INSTRUCTIONS FOR THE TASK — Which lines of the records below contain the word "path"? Report each one in full.

Location identification entries —
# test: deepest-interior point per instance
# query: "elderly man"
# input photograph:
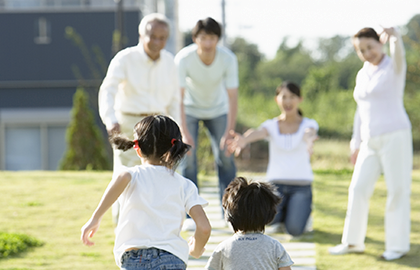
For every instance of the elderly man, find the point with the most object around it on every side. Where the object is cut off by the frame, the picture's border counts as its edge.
(141, 81)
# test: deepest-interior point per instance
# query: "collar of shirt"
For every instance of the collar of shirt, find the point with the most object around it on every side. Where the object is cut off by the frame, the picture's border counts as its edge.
(372, 69)
(144, 55)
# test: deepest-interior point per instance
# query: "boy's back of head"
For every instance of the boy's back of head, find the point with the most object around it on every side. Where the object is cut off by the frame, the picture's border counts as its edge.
(249, 206)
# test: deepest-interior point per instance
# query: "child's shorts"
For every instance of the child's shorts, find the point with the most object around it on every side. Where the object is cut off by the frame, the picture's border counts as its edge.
(150, 259)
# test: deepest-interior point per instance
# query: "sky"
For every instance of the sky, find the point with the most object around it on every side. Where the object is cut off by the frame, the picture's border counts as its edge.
(266, 22)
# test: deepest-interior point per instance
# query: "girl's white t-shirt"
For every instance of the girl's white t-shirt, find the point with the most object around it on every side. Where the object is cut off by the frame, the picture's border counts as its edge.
(289, 158)
(152, 209)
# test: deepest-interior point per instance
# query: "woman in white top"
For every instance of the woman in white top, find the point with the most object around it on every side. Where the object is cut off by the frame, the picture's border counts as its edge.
(153, 202)
(290, 137)
(381, 143)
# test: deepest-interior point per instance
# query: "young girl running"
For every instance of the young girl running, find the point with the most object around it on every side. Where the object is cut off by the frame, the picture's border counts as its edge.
(249, 206)
(153, 202)
(291, 138)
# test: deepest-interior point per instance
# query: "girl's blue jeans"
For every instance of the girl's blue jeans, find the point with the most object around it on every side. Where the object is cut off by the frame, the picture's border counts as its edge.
(151, 259)
(295, 208)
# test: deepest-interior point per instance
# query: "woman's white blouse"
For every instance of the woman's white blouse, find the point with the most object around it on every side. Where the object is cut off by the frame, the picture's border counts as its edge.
(289, 158)
(379, 96)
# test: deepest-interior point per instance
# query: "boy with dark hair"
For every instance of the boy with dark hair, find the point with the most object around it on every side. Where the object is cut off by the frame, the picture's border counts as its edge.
(249, 206)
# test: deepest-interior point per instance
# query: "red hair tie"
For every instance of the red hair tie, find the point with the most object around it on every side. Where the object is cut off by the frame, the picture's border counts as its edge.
(136, 144)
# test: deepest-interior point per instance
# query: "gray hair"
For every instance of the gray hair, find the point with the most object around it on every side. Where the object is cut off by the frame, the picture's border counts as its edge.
(153, 17)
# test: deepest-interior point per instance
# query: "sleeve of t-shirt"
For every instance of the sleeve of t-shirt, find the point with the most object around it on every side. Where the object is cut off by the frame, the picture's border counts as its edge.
(267, 125)
(132, 171)
(311, 123)
(192, 197)
(215, 261)
(231, 78)
(283, 258)
(182, 71)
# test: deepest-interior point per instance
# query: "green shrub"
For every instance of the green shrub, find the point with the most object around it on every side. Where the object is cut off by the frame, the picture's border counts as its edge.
(85, 144)
(13, 243)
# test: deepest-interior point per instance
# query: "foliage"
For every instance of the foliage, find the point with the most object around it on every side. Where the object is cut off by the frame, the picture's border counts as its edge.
(85, 144)
(14, 243)
(327, 78)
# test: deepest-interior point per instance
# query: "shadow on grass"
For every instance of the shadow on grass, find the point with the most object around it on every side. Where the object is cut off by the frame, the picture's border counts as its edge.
(412, 259)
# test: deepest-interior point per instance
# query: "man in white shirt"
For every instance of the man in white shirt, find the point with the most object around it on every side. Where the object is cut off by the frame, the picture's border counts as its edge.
(140, 81)
(208, 77)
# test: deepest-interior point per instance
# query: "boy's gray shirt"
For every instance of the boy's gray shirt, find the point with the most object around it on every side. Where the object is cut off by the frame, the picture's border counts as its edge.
(249, 251)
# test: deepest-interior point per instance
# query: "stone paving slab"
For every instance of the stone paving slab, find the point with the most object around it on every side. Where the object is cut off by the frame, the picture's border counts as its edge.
(302, 253)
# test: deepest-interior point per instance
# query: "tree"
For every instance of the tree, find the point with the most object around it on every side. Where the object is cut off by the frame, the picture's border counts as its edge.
(85, 145)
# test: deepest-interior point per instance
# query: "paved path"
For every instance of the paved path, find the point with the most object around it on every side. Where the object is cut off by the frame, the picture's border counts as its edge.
(302, 253)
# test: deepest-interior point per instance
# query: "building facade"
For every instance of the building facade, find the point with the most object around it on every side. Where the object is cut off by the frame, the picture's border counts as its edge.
(48, 49)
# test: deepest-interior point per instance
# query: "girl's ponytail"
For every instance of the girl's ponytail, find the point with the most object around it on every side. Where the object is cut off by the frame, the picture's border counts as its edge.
(175, 154)
(120, 142)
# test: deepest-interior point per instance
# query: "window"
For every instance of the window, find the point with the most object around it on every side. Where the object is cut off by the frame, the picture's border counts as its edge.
(32, 139)
(42, 31)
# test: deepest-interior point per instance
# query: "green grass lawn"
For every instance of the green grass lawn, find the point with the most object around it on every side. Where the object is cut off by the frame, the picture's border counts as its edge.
(52, 207)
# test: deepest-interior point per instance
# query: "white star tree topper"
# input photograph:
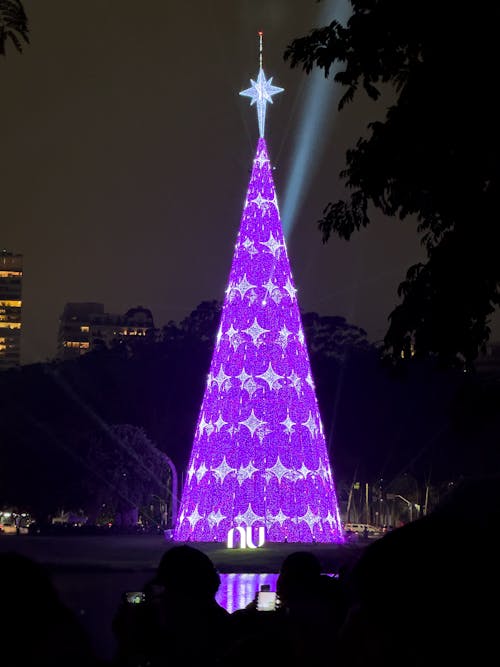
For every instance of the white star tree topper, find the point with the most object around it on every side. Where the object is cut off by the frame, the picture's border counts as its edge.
(261, 92)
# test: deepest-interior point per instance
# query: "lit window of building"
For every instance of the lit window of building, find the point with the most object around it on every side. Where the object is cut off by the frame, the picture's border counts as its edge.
(84, 327)
(11, 271)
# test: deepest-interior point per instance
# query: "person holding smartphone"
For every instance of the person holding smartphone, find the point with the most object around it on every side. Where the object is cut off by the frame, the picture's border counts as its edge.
(176, 619)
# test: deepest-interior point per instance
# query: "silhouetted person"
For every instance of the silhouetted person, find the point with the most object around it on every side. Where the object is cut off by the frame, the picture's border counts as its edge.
(180, 622)
(38, 630)
(302, 629)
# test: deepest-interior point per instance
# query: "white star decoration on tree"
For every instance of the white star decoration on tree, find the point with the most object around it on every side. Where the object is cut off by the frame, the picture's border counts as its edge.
(278, 470)
(205, 426)
(271, 378)
(219, 423)
(250, 247)
(222, 379)
(261, 92)
(295, 382)
(278, 518)
(245, 473)
(248, 518)
(273, 246)
(214, 518)
(261, 159)
(255, 331)
(283, 335)
(290, 288)
(262, 203)
(194, 517)
(223, 470)
(311, 425)
(270, 287)
(310, 518)
(288, 424)
(200, 473)
(191, 472)
(235, 340)
(243, 286)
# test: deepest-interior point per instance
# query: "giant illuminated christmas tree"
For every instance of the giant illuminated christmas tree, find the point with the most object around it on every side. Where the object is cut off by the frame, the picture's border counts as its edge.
(259, 455)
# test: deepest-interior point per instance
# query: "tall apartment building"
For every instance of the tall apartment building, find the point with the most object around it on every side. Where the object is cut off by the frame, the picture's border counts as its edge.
(11, 279)
(85, 326)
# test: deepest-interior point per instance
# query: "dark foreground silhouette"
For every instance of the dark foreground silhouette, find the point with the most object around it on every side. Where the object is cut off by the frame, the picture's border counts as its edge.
(37, 628)
(424, 594)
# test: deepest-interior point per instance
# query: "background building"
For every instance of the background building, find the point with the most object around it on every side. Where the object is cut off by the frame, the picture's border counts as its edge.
(11, 278)
(85, 326)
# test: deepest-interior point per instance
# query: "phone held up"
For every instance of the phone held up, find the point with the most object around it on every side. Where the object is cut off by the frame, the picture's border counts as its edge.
(135, 597)
(266, 599)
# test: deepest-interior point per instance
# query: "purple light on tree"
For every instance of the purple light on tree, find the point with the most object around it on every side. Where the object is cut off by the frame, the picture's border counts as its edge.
(259, 455)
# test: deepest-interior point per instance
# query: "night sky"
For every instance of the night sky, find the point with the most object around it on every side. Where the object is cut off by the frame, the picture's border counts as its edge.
(126, 154)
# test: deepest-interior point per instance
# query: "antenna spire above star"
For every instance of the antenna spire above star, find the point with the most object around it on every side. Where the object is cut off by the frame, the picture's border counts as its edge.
(261, 92)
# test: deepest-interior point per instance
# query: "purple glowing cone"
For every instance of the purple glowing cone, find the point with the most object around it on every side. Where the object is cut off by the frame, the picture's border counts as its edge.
(259, 455)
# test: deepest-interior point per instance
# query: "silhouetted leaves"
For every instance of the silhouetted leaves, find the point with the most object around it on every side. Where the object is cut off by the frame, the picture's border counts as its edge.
(13, 25)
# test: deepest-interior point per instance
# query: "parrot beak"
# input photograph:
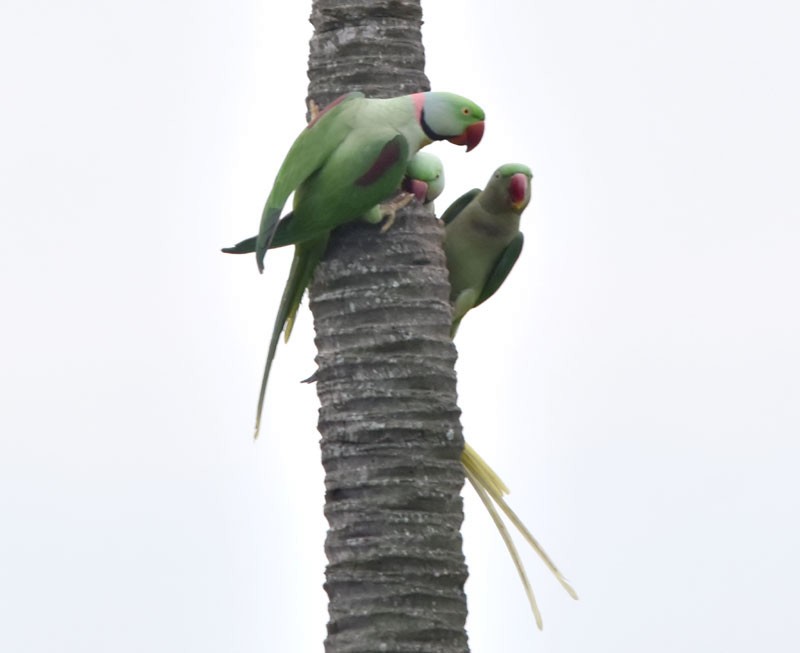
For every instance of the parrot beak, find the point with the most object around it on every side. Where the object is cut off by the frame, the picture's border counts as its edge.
(517, 189)
(470, 137)
(417, 188)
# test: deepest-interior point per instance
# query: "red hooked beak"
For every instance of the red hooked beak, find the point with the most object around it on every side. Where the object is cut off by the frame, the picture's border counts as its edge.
(417, 188)
(470, 137)
(517, 189)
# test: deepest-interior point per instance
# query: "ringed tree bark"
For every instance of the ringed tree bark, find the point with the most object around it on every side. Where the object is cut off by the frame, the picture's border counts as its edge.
(389, 420)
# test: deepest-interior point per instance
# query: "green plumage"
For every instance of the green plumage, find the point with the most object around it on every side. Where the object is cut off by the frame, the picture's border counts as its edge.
(353, 155)
(482, 238)
(350, 158)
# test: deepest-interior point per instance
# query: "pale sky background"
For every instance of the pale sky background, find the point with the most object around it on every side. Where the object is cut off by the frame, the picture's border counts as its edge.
(635, 381)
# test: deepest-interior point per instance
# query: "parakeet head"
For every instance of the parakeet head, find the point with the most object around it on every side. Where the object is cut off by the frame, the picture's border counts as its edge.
(450, 117)
(424, 177)
(510, 186)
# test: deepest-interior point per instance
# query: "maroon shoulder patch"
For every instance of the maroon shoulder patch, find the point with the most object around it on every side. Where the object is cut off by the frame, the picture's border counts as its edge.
(390, 154)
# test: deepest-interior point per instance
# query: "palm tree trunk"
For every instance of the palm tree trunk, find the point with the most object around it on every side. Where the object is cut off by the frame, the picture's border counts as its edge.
(391, 437)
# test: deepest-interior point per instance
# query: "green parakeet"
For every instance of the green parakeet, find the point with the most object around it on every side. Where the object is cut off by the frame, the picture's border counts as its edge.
(424, 179)
(482, 243)
(353, 155)
(482, 237)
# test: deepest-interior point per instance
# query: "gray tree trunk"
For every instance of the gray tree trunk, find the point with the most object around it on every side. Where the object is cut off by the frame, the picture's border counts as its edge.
(391, 437)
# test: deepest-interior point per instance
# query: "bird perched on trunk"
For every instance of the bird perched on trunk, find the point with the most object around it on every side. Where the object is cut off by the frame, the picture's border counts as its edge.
(482, 237)
(352, 156)
(482, 243)
(424, 180)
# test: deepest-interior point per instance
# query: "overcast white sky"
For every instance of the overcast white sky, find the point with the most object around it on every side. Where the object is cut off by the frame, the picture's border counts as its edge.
(635, 381)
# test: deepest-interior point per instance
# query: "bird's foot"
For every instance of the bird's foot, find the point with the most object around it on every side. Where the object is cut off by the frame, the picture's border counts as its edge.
(389, 209)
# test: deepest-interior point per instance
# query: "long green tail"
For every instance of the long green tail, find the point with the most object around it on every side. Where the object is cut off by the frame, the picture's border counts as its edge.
(490, 488)
(306, 257)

FINAL RESULT —
# query: "paved path"
For every instance of the paved path, find the point with the most object around it on every side. Where the object is cut off by the frame, the picture's border counts as its edge.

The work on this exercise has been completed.